### REQUIRED WORK
Go over the entries and report the lines where the word "snake" occurs.

[Point localization data]

....

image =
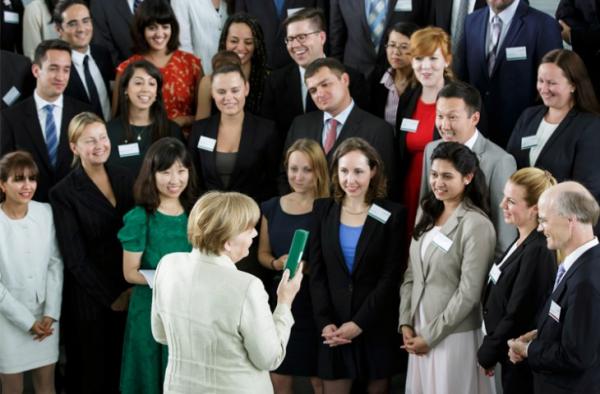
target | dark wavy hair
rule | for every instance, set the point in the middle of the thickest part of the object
(474, 195)
(158, 115)
(377, 185)
(259, 70)
(161, 156)
(148, 13)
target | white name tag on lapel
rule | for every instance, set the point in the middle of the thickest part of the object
(554, 311)
(409, 125)
(495, 273)
(292, 11)
(379, 214)
(11, 96)
(403, 5)
(207, 143)
(127, 150)
(529, 142)
(11, 17)
(516, 53)
(442, 241)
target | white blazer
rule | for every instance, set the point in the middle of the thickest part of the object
(217, 323)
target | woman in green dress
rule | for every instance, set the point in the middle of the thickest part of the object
(164, 192)
(142, 118)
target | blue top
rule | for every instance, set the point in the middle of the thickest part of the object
(348, 240)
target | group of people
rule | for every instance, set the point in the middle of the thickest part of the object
(451, 218)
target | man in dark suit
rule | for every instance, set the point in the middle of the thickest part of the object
(270, 14)
(564, 350)
(357, 27)
(92, 68)
(339, 118)
(112, 19)
(16, 80)
(39, 124)
(286, 95)
(500, 50)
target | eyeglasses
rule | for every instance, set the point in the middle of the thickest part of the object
(300, 37)
(399, 48)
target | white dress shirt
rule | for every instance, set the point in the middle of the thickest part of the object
(77, 60)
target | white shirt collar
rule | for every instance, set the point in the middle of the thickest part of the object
(40, 103)
(574, 255)
(341, 117)
(77, 57)
(506, 15)
(470, 143)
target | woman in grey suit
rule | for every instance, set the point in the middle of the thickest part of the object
(450, 255)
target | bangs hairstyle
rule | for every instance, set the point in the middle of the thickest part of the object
(76, 127)
(160, 157)
(317, 159)
(16, 164)
(148, 13)
(534, 180)
(576, 73)
(218, 217)
(377, 184)
(158, 115)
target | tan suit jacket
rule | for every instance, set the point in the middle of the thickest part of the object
(217, 323)
(448, 284)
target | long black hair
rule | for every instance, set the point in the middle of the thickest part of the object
(474, 195)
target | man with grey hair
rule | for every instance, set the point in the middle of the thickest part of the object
(564, 350)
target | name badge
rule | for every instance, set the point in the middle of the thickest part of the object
(403, 6)
(11, 96)
(442, 241)
(516, 53)
(292, 11)
(11, 17)
(379, 214)
(207, 143)
(409, 125)
(529, 142)
(127, 150)
(495, 273)
(554, 311)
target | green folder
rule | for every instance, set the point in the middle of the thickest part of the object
(296, 250)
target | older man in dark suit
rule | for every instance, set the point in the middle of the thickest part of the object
(92, 67)
(564, 350)
(39, 124)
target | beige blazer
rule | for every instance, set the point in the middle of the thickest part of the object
(217, 323)
(448, 284)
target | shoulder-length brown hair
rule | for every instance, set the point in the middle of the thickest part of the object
(161, 156)
(377, 185)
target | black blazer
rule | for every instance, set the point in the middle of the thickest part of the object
(257, 159)
(104, 62)
(282, 100)
(564, 357)
(570, 153)
(375, 131)
(112, 19)
(510, 306)
(16, 71)
(21, 130)
(368, 295)
(86, 230)
(274, 33)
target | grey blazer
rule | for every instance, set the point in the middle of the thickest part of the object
(448, 284)
(497, 166)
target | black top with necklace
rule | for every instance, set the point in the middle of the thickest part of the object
(130, 154)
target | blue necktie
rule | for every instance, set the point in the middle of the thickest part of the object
(51, 137)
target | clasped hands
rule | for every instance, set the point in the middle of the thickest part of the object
(517, 348)
(334, 336)
(42, 328)
(413, 344)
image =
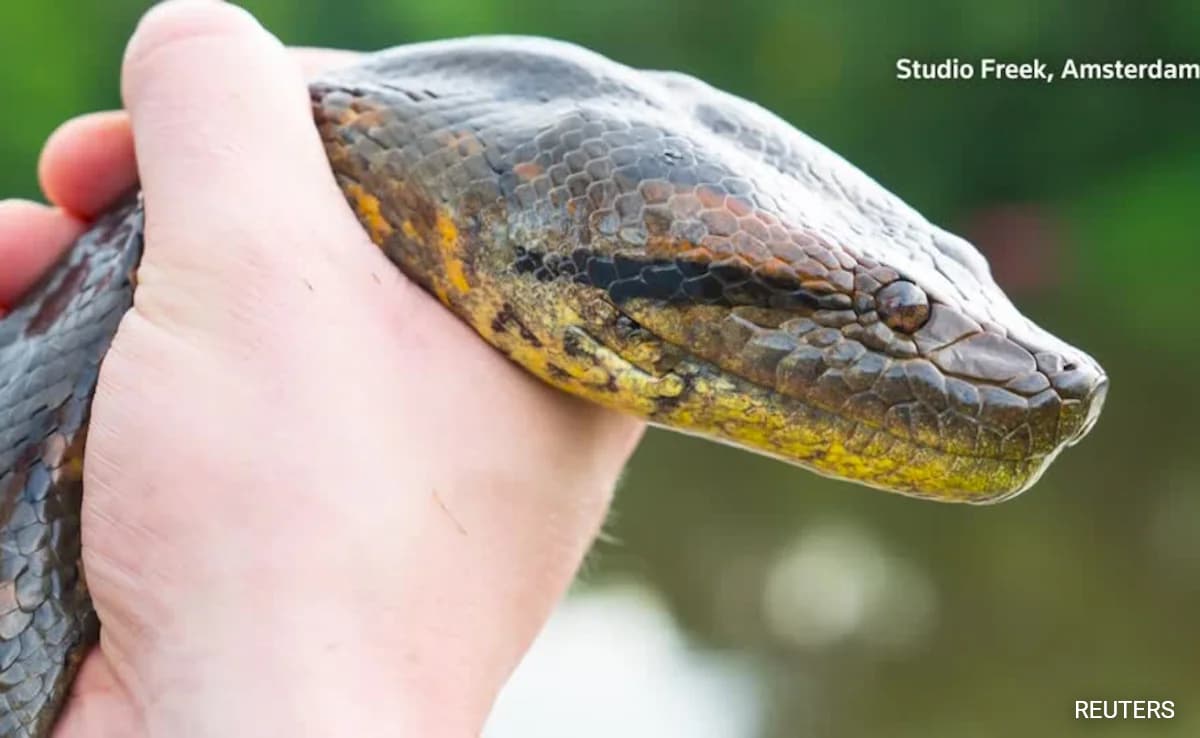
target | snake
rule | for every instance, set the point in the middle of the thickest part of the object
(635, 238)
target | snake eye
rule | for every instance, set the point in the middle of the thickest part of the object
(903, 306)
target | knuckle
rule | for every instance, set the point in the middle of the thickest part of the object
(172, 29)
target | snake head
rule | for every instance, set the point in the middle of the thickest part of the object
(659, 246)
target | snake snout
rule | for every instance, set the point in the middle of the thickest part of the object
(1081, 387)
(1089, 385)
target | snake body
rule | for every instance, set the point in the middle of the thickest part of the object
(635, 238)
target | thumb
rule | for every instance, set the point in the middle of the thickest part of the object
(237, 185)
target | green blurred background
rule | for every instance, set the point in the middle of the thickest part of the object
(858, 613)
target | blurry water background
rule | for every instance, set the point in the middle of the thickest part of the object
(743, 598)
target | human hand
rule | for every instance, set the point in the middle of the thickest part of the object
(316, 504)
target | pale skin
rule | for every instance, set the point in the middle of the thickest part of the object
(316, 504)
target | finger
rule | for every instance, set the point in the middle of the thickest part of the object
(221, 115)
(88, 162)
(99, 706)
(31, 239)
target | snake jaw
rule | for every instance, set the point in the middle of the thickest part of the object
(690, 258)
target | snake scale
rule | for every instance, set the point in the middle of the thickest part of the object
(635, 238)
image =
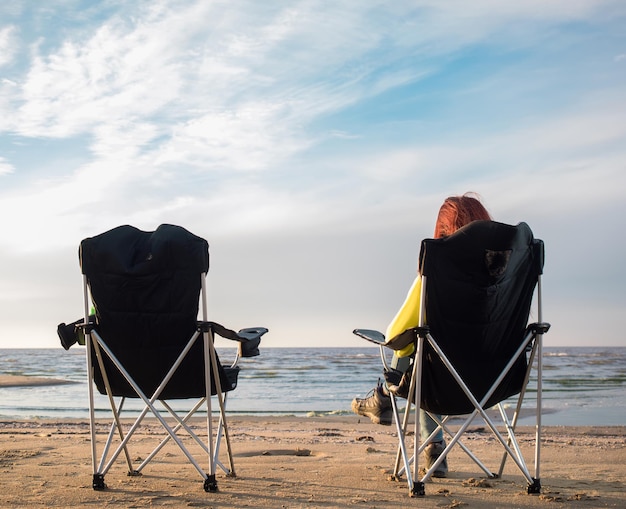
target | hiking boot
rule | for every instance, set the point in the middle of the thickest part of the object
(431, 453)
(377, 407)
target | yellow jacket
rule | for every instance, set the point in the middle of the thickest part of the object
(407, 317)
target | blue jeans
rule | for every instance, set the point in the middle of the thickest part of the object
(427, 425)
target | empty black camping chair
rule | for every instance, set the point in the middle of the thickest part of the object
(474, 347)
(144, 340)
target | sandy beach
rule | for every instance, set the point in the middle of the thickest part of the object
(292, 462)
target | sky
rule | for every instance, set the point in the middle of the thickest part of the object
(311, 143)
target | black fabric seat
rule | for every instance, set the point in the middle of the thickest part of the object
(474, 347)
(145, 340)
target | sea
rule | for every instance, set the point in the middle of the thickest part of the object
(581, 385)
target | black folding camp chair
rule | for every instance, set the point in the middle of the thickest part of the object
(144, 340)
(474, 347)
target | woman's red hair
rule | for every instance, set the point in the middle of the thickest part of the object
(456, 212)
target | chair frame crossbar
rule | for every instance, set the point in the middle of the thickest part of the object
(533, 342)
(211, 448)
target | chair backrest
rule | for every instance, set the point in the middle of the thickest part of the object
(145, 287)
(479, 289)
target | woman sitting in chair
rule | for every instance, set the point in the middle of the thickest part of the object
(456, 212)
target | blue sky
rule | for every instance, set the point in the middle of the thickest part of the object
(311, 143)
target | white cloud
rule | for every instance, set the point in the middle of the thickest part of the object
(8, 44)
(5, 167)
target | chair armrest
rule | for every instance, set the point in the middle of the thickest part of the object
(373, 336)
(250, 340)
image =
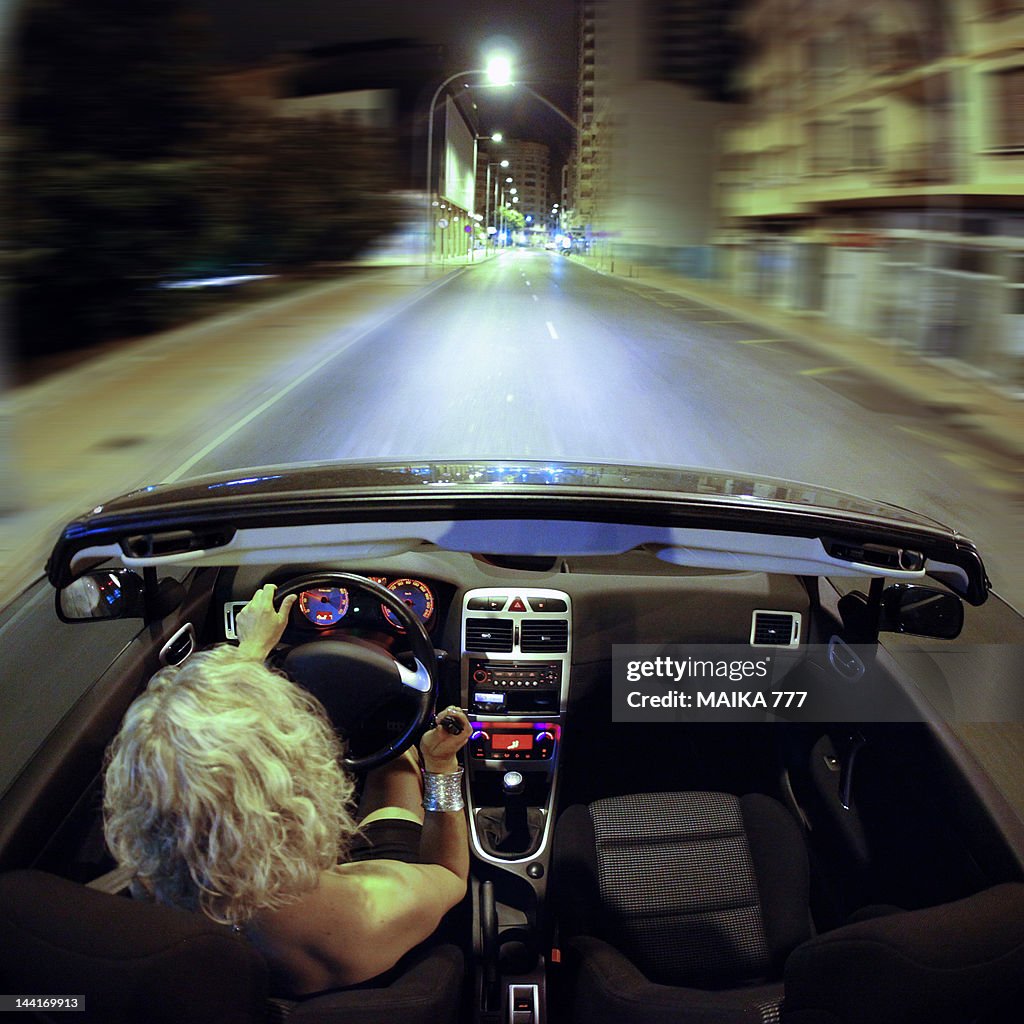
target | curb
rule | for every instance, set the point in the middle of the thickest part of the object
(1004, 440)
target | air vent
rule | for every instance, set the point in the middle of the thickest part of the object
(775, 629)
(544, 637)
(488, 634)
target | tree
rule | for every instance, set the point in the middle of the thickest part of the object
(108, 101)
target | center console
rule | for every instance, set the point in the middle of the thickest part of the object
(515, 658)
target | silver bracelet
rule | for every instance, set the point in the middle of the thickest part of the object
(442, 792)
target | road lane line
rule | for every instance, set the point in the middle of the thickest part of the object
(274, 398)
(820, 371)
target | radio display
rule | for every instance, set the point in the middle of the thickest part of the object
(512, 741)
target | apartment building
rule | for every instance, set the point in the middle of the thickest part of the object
(879, 174)
(529, 169)
(652, 78)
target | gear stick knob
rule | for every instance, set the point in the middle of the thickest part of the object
(513, 783)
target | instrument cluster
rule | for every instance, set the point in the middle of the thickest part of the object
(329, 607)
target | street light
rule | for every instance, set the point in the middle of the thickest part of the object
(499, 72)
(486, 199)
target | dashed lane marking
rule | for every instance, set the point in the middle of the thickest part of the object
(981, 471)
(820, 371)
(991, 475)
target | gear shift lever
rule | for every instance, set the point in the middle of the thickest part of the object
(516, 827)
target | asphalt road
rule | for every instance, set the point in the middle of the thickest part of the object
(535, 356)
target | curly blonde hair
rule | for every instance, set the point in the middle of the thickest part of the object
(223, 791)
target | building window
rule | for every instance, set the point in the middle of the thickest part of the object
(1003, 8)
(828, 146)
(864, 152)
(1010, 109)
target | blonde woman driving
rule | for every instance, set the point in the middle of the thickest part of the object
(223, 794)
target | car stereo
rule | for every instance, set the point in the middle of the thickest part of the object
(514, 687)
(512, 740)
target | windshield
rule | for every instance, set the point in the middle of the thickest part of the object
(765, 239)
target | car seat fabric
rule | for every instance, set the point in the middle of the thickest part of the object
(133, 961)
(691, 906)
(957, 962)
(138, 962)
(685, 881)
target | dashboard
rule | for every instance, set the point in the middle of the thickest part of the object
(328, 610)
(622, 599)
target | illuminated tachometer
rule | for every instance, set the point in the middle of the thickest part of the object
(414, 593)
(325, 606)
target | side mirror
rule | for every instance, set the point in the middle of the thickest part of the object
(101, 594)
(922, 611)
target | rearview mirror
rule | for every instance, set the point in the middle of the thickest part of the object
(102, 594)
(922, 611)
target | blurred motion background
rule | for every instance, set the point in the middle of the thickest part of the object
(858, 164)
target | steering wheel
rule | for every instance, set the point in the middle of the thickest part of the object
(353, 681)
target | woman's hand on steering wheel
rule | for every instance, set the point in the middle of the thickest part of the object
(259, 625)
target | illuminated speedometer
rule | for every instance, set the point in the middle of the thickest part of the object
(414, 593)
(325, 606)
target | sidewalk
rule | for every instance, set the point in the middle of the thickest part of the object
(987, 416)
(134, 414)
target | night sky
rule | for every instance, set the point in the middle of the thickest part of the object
(540, 35)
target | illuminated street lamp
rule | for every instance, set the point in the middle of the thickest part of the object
(486, 199)
(499, 72)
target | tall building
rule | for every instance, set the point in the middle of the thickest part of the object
(652, 77)
(878, 177)
(529, 169)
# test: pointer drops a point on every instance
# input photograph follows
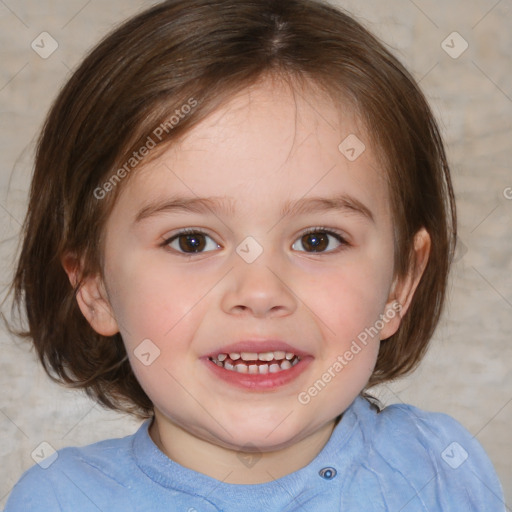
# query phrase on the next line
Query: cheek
(152, 299)
(349, 299)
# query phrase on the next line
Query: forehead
(272, 142)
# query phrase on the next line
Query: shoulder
(74, 475)
(433, 453)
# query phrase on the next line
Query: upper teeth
(255, 356)
(238, 361)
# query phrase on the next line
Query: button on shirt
(401, 459)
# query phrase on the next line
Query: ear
(403, 289)
(92, 298)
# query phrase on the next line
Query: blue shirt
(401, 459)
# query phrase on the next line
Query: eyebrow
(223, 205)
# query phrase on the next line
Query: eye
(320, 240)
(190, 241)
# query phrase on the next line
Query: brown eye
(319, 241)
(192, 242)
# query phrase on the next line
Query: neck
(231, 465)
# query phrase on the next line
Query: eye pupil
(315, 241)
(195, 242)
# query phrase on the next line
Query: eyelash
(319, 229)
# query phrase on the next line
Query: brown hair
(142, 74)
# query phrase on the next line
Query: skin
(267, 146)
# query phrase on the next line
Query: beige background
(468, 371)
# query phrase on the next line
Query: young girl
(241, 219)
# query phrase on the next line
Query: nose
(258, 289)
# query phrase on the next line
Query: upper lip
(258, 346)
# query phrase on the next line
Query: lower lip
(259, 382)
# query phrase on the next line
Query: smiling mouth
(256, 362)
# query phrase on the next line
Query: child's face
(266, 149)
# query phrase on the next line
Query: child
(241, 219)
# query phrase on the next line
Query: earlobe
(92, 299)
(403, 290)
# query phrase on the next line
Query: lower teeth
(254, 369)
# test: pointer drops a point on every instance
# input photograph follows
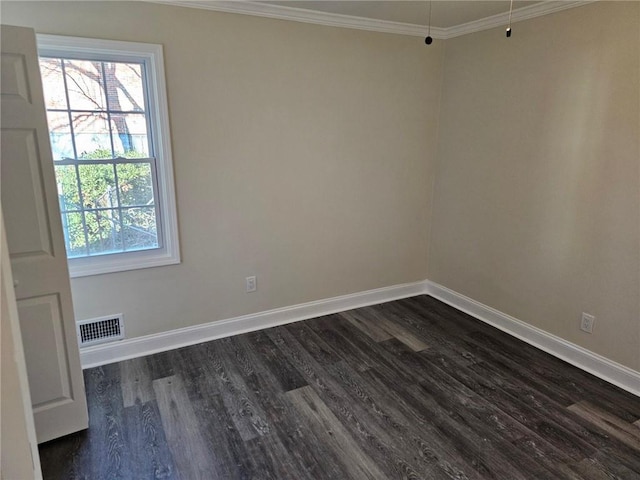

....

### ANSWER AREA
target | snake
target | snake eye
target | snake head
target | snake snout
target | snake body
target | snake jaw
target | snake scale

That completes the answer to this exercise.